### Instruksi yang diberikan 1
Ambil setiap baris dalam catatan yang memuat kata "overcast".

### Teks yang diberikan
____________________
Saat itulah Chaerea mendekati Caligula. Dengan mimik dingin ia menyabetkan pedangnya ke tubuh Caligula. Dua sabetan membuat raja ini ambruk bermandi darah. Caligula merintih kesakitan. Mukanya memelas minta tak dibunuh.
Ketika melihat suaminya ditebas pedang, Caesonia berusaha membantu. Ia maju ke depan. Tapi dengan taktis Chaerea menusukkan pedang itu ke perut Caesonia. Permaisuri ini tewas di tempat. Ia berkalang tanah bersama suami tercinta.
Prajurit-prajurit Romawi yang lama menyimpan dendam mulai ikut bergerak. Raja yang sudah tak berdaya itu ramai-ramai dibantai. Tombak yang dibawanya dipakai untuk mencacah tubuh raja lalim ini. Dan hanya dalam hitungan detik, raja yang hanya berkuasa singkat itu pun mangkat. Ia mati tragis, dibunuh menteri dan rakyatnya sendiri. Tapi bagaimana nasib anak Caligula yang masih kecil itu?
____________________
### Cuplikan data
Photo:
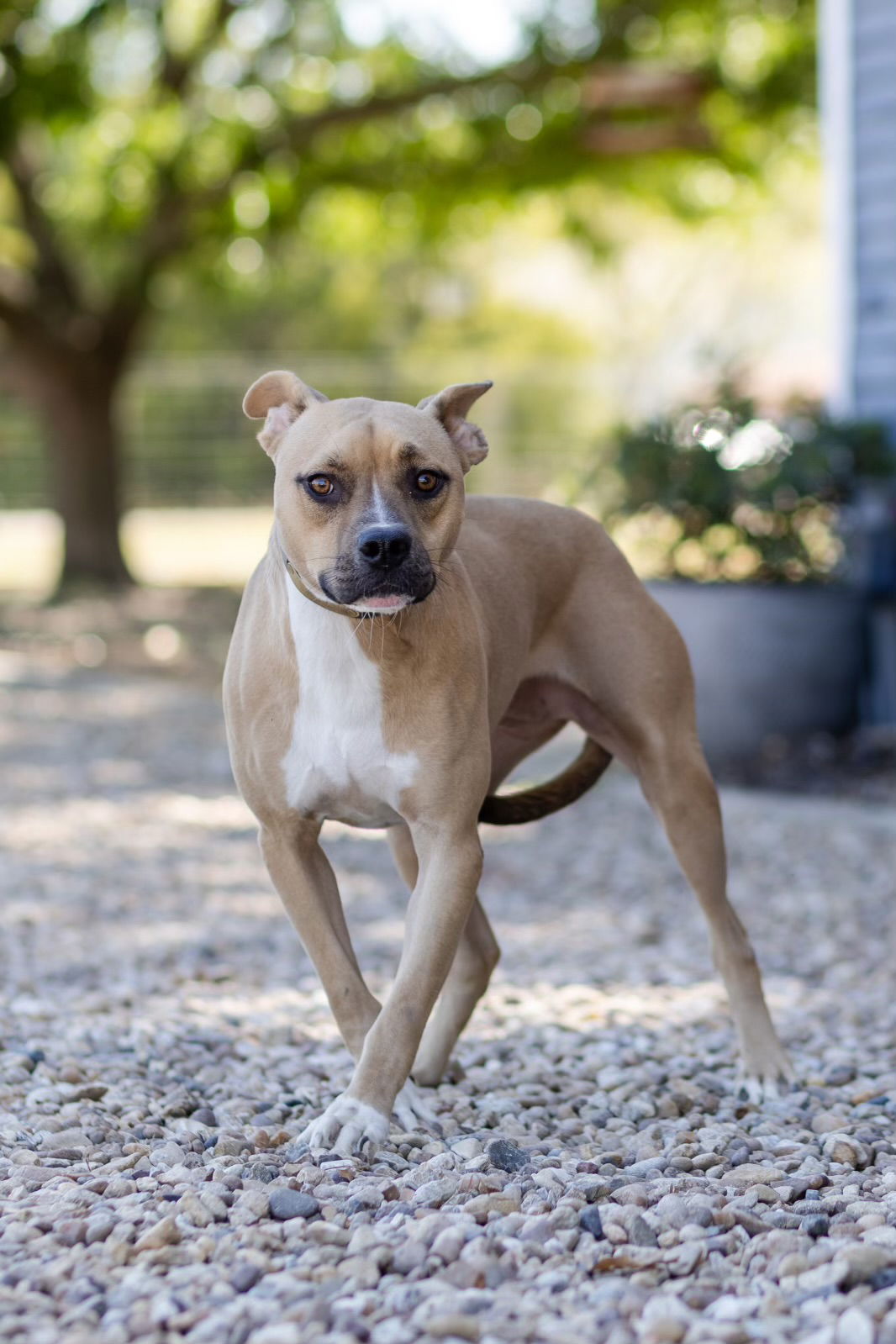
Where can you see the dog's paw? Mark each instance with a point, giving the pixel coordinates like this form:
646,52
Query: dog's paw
767,1078
347,1126
413,1110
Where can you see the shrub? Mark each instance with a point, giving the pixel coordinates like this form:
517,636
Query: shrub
722,493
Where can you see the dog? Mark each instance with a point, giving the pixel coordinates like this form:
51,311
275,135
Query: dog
398,651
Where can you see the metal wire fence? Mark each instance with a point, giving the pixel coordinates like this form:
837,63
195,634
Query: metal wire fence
187,441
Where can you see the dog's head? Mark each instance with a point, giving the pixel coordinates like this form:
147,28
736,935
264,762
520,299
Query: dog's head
368,496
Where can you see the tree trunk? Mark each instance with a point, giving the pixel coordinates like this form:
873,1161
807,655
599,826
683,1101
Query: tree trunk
76,408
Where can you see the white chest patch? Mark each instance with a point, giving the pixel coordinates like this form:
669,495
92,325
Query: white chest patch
337,764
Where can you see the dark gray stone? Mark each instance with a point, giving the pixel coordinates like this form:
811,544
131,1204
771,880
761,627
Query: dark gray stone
292,1203
505,1155
590,1220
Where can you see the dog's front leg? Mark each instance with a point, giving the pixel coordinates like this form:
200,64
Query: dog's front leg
451,859
307,884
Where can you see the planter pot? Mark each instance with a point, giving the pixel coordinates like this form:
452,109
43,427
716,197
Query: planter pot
768,660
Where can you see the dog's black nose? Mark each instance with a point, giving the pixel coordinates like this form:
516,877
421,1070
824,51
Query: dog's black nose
384,547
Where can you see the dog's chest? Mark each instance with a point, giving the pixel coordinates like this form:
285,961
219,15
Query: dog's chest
337,764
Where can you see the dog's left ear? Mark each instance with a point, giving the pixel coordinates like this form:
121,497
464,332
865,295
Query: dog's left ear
451,408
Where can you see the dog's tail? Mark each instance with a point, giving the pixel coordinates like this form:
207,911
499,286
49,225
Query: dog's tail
508,809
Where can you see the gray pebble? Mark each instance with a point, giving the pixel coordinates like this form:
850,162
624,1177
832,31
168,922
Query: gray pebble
817,1225
590,1220
292,1203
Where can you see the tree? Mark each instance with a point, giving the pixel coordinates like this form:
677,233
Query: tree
134,134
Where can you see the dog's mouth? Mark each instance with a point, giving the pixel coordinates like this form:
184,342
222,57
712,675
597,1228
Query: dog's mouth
382,598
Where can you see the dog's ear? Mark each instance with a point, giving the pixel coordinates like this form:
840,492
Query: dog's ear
280,398
451,408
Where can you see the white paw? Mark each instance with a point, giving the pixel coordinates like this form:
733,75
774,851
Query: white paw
766,1079
413,1110
345,1128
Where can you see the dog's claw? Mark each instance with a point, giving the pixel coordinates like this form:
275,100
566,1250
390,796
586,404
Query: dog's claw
347,1126
767,1081
413,1110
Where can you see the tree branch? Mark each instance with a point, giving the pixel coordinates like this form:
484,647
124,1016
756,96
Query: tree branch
53,274
609,87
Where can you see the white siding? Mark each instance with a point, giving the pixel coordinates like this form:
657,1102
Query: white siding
859,101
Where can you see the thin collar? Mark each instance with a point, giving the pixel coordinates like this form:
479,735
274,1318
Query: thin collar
319,601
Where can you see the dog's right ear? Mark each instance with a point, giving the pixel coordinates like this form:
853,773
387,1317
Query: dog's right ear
280,398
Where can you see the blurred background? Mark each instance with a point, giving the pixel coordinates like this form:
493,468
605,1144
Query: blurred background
667,230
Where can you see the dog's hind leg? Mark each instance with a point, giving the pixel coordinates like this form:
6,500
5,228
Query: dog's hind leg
476,958
640,704
677,784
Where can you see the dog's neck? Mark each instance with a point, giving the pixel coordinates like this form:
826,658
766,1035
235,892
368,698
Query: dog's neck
319,601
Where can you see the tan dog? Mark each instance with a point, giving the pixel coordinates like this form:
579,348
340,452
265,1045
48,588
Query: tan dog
395,656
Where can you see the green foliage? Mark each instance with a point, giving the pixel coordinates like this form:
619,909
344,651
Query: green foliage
722,493
251,139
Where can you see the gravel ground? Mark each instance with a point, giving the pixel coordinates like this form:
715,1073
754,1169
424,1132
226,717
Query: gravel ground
163,1041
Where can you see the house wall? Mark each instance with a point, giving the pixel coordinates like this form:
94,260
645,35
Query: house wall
859,120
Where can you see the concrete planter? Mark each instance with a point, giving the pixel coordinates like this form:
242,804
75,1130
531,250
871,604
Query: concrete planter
768,660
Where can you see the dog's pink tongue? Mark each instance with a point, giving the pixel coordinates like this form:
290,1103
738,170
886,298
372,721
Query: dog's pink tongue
386,603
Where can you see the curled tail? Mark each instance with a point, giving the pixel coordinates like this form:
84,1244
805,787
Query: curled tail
508,809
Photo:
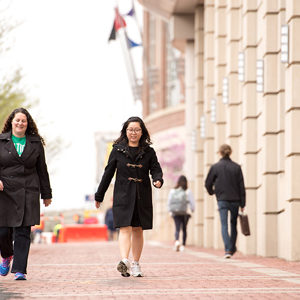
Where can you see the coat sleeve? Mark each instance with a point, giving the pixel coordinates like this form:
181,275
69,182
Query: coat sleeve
155,169
108,174
242,188
41,167
210,180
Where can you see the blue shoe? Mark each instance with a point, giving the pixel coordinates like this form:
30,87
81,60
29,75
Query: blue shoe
20,276
4,267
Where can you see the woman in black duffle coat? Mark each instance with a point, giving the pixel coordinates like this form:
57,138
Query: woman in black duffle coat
133,159
23,179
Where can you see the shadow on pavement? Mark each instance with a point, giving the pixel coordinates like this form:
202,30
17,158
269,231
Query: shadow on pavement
4,295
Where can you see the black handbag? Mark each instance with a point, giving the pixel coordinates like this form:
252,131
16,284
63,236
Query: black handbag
244,221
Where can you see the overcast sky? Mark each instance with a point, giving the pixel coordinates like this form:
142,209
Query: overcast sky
79,78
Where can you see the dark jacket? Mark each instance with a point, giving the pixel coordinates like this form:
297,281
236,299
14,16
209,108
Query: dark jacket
225,179
25,178
126,189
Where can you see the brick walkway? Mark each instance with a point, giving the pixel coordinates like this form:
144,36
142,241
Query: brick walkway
88,271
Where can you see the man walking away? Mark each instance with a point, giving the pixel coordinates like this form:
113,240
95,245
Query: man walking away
225,180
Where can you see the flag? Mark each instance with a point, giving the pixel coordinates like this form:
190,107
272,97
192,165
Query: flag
131,12
131,43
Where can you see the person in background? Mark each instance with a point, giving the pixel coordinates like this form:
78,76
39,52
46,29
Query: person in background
225,180
181,219
24,180
132,159
109,222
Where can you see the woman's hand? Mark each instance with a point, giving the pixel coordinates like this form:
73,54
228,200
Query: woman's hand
47,202
157,184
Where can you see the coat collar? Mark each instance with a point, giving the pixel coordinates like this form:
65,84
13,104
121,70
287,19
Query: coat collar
28,147
7,136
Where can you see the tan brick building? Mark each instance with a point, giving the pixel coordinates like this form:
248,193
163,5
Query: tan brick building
241,86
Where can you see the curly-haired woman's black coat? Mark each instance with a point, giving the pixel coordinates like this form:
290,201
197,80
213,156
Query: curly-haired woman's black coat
25,178
132,184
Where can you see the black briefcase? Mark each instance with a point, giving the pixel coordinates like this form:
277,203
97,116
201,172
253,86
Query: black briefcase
245,228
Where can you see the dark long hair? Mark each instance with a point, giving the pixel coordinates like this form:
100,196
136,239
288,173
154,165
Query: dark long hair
145,138
182,182
31,126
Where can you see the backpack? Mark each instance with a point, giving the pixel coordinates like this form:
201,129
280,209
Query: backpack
178,202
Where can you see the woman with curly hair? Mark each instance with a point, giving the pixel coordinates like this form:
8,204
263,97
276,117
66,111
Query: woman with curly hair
132,159
23,180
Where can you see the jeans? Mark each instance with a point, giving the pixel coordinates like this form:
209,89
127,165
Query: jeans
224,208
19,248
181,221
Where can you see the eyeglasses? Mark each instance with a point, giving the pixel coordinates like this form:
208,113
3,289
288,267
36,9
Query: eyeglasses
136,130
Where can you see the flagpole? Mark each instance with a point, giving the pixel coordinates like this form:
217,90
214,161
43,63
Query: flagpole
129,64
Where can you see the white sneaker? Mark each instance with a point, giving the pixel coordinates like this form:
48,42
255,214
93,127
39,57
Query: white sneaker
136,269
123,267
177,245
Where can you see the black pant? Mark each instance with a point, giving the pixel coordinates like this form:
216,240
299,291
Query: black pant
19,249
181,221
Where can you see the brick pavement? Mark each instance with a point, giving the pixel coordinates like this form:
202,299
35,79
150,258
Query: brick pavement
88,271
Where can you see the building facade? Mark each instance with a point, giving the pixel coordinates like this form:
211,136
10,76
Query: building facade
241,84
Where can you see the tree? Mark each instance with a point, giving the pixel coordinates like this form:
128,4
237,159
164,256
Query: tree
12,92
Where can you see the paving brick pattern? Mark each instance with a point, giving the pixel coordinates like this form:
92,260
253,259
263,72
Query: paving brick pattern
88,271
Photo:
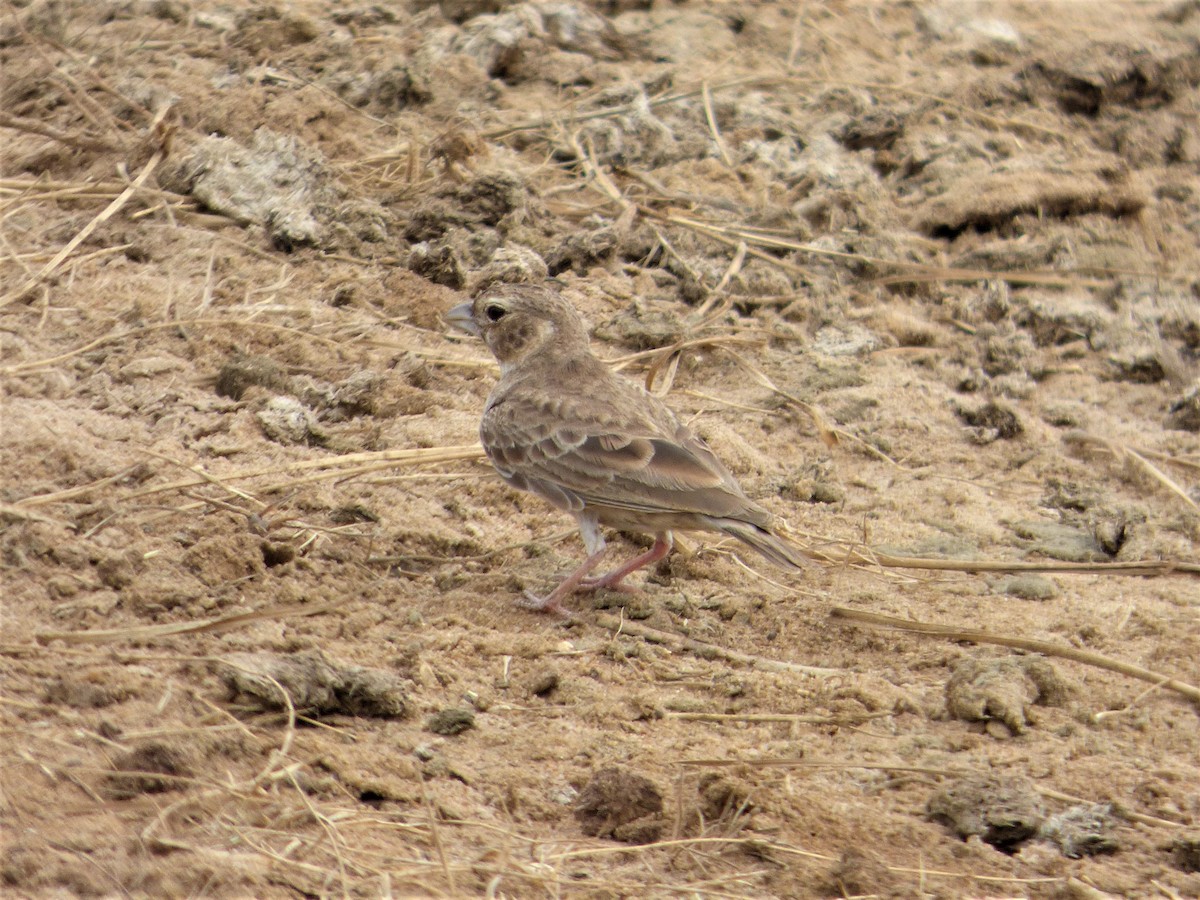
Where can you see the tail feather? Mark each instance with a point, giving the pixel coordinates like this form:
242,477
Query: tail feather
774,547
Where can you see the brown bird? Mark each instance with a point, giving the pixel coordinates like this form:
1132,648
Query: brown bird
563,425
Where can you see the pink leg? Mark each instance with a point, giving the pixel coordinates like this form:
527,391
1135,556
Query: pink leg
553,601
663,544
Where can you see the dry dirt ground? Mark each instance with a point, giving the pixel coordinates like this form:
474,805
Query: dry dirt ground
925,275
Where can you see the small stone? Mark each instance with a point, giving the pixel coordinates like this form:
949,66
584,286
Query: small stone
450,720
544,684
1029,587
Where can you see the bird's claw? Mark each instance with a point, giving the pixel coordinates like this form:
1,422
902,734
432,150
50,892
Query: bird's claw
550,604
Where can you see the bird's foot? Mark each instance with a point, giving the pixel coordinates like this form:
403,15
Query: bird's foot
551,604
607,582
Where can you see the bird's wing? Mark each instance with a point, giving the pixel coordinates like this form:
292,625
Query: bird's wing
576,457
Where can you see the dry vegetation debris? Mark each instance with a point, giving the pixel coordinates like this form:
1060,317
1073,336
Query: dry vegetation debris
925,275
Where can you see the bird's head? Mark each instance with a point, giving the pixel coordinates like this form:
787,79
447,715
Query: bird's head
522,322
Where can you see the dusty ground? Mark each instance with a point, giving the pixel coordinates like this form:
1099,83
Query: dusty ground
966,233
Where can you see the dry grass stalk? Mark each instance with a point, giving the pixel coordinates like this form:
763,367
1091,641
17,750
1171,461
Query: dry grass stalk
780,718
1132,460
337,467
33,126
708,651
111,210
215,625
869,558
1021,643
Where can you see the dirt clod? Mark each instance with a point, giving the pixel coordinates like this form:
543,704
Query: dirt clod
621,804
1083,831
315,685
151,768
451,720
1002,811
1003,689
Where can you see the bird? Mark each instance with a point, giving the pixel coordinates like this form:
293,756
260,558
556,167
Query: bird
561,424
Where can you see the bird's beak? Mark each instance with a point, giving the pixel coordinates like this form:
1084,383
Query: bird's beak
461,318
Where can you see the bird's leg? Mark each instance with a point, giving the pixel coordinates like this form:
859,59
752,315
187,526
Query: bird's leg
663,544
553,600
593,541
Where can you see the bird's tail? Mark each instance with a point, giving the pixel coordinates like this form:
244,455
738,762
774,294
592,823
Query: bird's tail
773,546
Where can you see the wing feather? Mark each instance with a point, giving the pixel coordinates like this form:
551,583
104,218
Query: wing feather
641,465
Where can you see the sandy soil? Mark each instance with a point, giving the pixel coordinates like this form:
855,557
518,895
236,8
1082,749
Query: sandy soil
923,274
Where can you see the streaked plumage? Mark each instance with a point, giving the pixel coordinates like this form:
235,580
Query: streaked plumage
563,425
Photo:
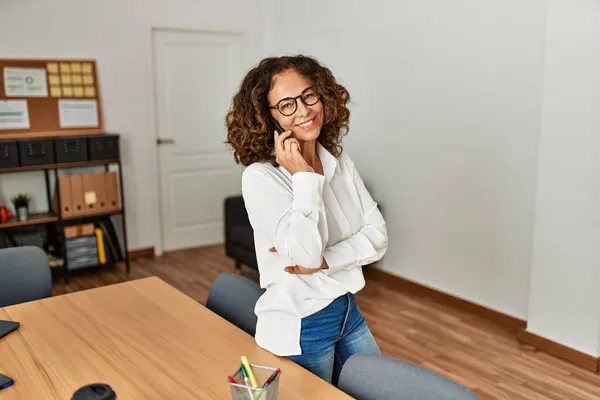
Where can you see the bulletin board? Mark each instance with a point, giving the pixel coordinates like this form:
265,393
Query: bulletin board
49,97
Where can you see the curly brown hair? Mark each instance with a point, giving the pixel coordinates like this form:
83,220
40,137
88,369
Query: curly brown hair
250,131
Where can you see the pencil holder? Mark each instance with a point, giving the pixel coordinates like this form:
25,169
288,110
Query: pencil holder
268,381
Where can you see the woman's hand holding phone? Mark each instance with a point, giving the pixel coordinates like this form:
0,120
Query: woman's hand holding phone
288,155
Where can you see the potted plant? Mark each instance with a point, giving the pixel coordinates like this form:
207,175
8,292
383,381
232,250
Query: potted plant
21,202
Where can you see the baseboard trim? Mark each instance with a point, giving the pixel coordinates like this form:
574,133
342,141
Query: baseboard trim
556,349
402,284
516,325
145,252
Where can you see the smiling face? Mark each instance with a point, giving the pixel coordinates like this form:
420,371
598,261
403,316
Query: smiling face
306,122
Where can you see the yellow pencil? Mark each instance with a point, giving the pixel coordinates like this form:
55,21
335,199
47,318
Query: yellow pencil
253,380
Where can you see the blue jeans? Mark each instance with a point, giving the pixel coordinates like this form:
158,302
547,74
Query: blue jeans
329,337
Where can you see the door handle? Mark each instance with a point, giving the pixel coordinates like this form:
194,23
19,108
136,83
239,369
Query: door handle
161,141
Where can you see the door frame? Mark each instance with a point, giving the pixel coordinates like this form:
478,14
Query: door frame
153,107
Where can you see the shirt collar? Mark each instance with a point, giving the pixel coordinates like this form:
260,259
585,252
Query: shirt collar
329,162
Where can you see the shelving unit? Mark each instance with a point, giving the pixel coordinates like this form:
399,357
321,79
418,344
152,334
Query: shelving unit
51,219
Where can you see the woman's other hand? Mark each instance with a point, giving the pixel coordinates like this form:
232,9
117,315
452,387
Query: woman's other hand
287,154
299,270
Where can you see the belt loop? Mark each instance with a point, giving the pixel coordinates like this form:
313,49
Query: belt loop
345,315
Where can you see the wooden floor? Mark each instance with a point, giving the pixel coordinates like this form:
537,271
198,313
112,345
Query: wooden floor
464,347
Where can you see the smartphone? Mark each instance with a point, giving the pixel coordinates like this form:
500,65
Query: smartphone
7,327
278,127
5,382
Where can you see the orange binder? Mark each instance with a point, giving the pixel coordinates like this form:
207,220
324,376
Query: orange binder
64,191
100,187
77,201
90,196
112,191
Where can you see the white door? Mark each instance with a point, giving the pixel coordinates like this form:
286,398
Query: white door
196,75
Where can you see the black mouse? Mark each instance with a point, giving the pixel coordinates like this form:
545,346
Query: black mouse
95,391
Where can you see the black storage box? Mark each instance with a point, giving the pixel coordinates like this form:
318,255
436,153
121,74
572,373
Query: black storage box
71,149
9,154
104,147
36,152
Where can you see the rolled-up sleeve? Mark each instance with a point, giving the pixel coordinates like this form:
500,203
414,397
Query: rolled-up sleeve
367,245
295,222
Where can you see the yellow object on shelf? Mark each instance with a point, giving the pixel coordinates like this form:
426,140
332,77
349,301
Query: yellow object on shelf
100,243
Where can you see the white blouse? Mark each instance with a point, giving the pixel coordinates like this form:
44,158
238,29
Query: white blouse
307,216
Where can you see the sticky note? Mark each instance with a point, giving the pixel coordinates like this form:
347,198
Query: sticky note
90,91
88,79
90,198
52,68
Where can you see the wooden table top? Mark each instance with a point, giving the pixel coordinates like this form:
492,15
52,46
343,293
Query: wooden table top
144,338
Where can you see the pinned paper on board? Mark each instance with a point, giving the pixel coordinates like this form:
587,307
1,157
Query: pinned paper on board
14,114
25,82
88,79
55,92
78,113
52,68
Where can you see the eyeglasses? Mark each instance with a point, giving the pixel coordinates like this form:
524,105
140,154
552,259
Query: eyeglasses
289,105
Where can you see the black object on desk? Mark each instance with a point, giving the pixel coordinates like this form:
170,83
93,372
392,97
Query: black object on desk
95,391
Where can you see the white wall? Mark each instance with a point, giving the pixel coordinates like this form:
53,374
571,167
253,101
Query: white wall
565,275
444,128
118,34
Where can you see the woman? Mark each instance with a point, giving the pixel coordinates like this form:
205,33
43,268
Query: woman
314,222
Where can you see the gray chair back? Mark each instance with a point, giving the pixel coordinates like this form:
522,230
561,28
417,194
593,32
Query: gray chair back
24,275
233,297
375,377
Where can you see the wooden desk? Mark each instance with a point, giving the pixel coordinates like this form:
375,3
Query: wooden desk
144,338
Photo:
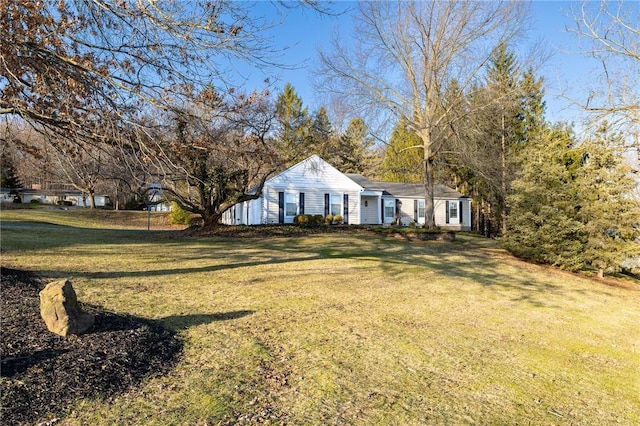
____________________
### Instruksi yang diberikan 2
Dalam teks tentang kematian Caligula, di bagian tubuh mana Chaerea menusukkan pedangnya ke Caesonia?

### Jawaban lengkap 1
Where can you see the overcast sky? Mark each instance with a point, giving the pixel coordinates like this form:
Query: overcast sky

### Jawaban lengkap 2
Di perut Caesonia.